We'll reach out to ticket holders directly via email regarding this cancelation***


Get "spaced out” at Yuri’s Night Portsmouth: a social, educational, and artistic celebration of humanity's first steps into the “final frontier."

It was April 12, 1961 when Soviet Cosmonaut Yuri Gagarin was shot into space completing one lap around the Earth and firing the imagination of humans around the world. Looking back since that day, we’ve landed humans on the moon, explored the outer reaches of the solar system, and are talking about the possibility of a real “warp” drive—currently under study at NASA-- that could one day take us to the stars.

So make plans to join us for an evening of fun and exploration featuring real astrophysicists, rocket scientists and astronomers. On tap for the evening are special speakers talking about our future in space, short videos featuring current and future missions to the beyond, and outdoor telescope views of night sky favorites put on by members of the New Hampshire Astronomical Society.

Those who come appropriately dressed for a “spacetacular” evening will get a special memento to remember the night.



About the speakers:

Mark Granoff is the Engineering Director at Ferrotec, USA. He was previously a Senior Research Project Engineer for the University of New Hampshire Space Science Center for 25 years, where he worked on NASA and ESA satellite missions. He was part of the UNH teams for ACE, IBEX, STEREO, Cluster and most recently MMS. Mark was awarded multiple patents for his designs due to engineering breakthroughs on the ACE satellite mission. Prior to his groundbreaking satellite achievements, Mark worked for General Dynamics on submarine torpedo systems.  He holds a Bachelor’s degree from the University of New Hampshire in Mechanical Engineering. Mark is one of the team members credited with the “Swedish Save” at UNH for the MMS program, rescuing a mission-critical instrument that had fallen behind in its development and delivering it to NASA on time for a successful launch. NASA honored the team in 2016 with the Robert H. Goddard Exceptional Achievement Award for Engineering for their efforts.

Flight Instrument Development at UNH
Do you ever wonder how (and why) a university is chosen for NASA research missions? It’s time to find out! We’ll discuss the life of a satellite program from beginning to end, starting with how Universities respond to an “Announcement of Opportunity” and then delve into the actual building of a satellite instrument. Specifically, this talk will go into detail on multiple University of New Hampshire satellite programs including the award-winning Magnetospheric Multiscale (MMS) mission, which resulted in 28 payload articles built in Durham and delivered to NASA Goddard prior to launch in 2015. The talk will also feature examples of the technology that these programs help to advance, such as etching and mammography x-ray precision.

Anthony (Tony) Rogers
is a doctoral candidate in space plasma physics at the University of New Hampshire.  He is a member of the MMS Science Working Team and a published researcher on magnetic reconnection in the Earth's magnetotail.  Coming to science the long way via a decade-long detour as a sound engineer for Ringling Bros., Barnum & Bailey Circus and multiple tours with Disney, Tony has maintained his dedication to an audience through teaching and outreach.  He is a founding member of the University of Iowa Clear Sky Patrol, a long-time volunteer organizer and speaker for the New England Fall Astronomy Festival (NEFAF), and he continues to support public education in astronomy and STEM in general. In his spare time Tony enjoys many varieties of cheese as well as long walks, preferably under starlight.
━━━━━━━━━━━━━━━━
» ACTIONS TO TAKE:
**A.** Using the Yuri's Night Portsmouth event page, answer these:
(i) On what date was Yuri Gagarin sent into space?
(ii) Who provides the outdoor telescope views during the evening?
(iii) What award did NASA give the MMS team in 2016?
**B.** Carry the Yuri's Night Portsmouth event page forward from its last sentence, in the same style.
The data after this point comes from a different source than the text above.

» EXTRACTED MATERIAL:
━━━━━━━━━━━━━━━━
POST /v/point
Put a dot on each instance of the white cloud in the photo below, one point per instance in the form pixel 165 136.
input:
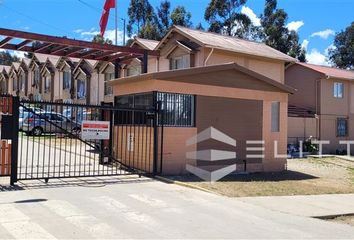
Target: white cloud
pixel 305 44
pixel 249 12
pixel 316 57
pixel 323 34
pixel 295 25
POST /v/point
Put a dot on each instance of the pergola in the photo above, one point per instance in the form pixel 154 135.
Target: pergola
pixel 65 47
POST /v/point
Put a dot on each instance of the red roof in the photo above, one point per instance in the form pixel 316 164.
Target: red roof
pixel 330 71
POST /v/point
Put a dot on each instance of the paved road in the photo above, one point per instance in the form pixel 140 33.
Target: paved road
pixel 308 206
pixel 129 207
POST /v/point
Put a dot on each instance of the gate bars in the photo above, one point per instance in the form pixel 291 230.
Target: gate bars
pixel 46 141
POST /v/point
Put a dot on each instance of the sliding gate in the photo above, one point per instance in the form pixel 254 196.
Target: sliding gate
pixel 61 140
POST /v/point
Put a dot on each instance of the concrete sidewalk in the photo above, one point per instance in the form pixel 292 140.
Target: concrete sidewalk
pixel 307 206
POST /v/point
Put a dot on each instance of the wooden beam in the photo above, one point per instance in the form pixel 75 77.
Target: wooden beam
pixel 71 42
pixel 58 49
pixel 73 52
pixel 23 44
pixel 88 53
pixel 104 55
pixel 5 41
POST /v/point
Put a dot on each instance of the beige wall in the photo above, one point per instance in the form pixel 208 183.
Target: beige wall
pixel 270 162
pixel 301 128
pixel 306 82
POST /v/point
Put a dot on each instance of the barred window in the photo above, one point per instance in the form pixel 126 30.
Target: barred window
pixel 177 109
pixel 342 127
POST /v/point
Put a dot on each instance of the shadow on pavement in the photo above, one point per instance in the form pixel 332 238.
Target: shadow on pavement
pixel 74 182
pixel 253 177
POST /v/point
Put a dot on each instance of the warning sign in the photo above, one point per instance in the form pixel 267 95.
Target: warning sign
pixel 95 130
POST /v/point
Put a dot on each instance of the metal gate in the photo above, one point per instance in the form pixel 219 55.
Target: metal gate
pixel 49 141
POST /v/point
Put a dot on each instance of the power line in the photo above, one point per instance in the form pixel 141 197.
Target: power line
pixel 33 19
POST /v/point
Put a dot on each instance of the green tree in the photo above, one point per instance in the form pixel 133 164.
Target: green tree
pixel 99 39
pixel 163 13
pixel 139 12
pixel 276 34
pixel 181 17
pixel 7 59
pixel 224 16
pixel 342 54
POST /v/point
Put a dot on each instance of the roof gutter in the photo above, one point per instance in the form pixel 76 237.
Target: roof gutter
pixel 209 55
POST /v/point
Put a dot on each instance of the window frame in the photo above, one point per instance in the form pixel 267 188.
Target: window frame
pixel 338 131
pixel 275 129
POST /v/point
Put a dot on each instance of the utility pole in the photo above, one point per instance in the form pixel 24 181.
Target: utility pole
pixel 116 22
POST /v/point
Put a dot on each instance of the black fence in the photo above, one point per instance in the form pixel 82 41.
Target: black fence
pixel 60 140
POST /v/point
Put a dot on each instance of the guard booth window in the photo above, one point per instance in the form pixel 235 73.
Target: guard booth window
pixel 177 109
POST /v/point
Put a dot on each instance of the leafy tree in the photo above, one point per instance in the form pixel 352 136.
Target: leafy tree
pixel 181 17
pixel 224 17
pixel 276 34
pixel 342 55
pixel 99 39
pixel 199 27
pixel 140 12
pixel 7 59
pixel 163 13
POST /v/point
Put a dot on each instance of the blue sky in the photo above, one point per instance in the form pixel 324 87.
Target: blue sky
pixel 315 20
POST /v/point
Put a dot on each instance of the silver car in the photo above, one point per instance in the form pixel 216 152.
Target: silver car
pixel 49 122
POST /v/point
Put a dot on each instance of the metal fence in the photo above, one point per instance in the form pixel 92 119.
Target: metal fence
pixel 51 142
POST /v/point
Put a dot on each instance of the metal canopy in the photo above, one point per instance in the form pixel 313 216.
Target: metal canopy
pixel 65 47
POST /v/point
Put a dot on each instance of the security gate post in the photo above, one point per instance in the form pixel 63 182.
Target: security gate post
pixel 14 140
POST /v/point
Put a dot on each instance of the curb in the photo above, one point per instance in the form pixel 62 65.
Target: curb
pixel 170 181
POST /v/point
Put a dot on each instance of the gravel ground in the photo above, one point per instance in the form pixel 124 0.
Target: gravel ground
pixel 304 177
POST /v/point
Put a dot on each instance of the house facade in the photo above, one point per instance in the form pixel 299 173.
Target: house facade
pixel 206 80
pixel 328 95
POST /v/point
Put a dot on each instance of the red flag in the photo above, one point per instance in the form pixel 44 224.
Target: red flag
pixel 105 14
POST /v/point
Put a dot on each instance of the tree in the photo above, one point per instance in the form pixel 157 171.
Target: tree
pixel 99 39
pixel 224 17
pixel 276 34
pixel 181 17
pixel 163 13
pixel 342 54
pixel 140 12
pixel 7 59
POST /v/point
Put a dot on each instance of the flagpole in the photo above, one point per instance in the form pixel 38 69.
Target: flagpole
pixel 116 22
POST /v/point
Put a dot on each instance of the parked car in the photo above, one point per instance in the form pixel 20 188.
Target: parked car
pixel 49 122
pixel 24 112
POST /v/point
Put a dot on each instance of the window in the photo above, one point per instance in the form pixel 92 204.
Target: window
━━━━━━━━━━━━━━━━
» RESPONSES BY TASK:
**A.**
(i) April 12, 1961
(ii) Members of the New Hampshire Astronomical Society
(iii) The Robert H. Goddard Exceptional Achievement Award for Engineering

**B.**
Space Weather: Winds, Storms, and How they Affect Us
The Sun is constantly emitting not only light and heat but a never-ending flow of electrons, protons, and other particles in an ever-present but constantly changing Solar Wind.  Just like the winds we're familiar with on Earth, sudden changes in the solar wind can cause storms where huge amounts of energy are transferred.  And just like the storms that we are familiar with on Earth, these storms are both beautifully majestic and capable of damaging or destroying important infrastructure and even endangering lives. We’ll talk about where these winds come from, how they interact with the Earth, and why it's so important to understand how it all works.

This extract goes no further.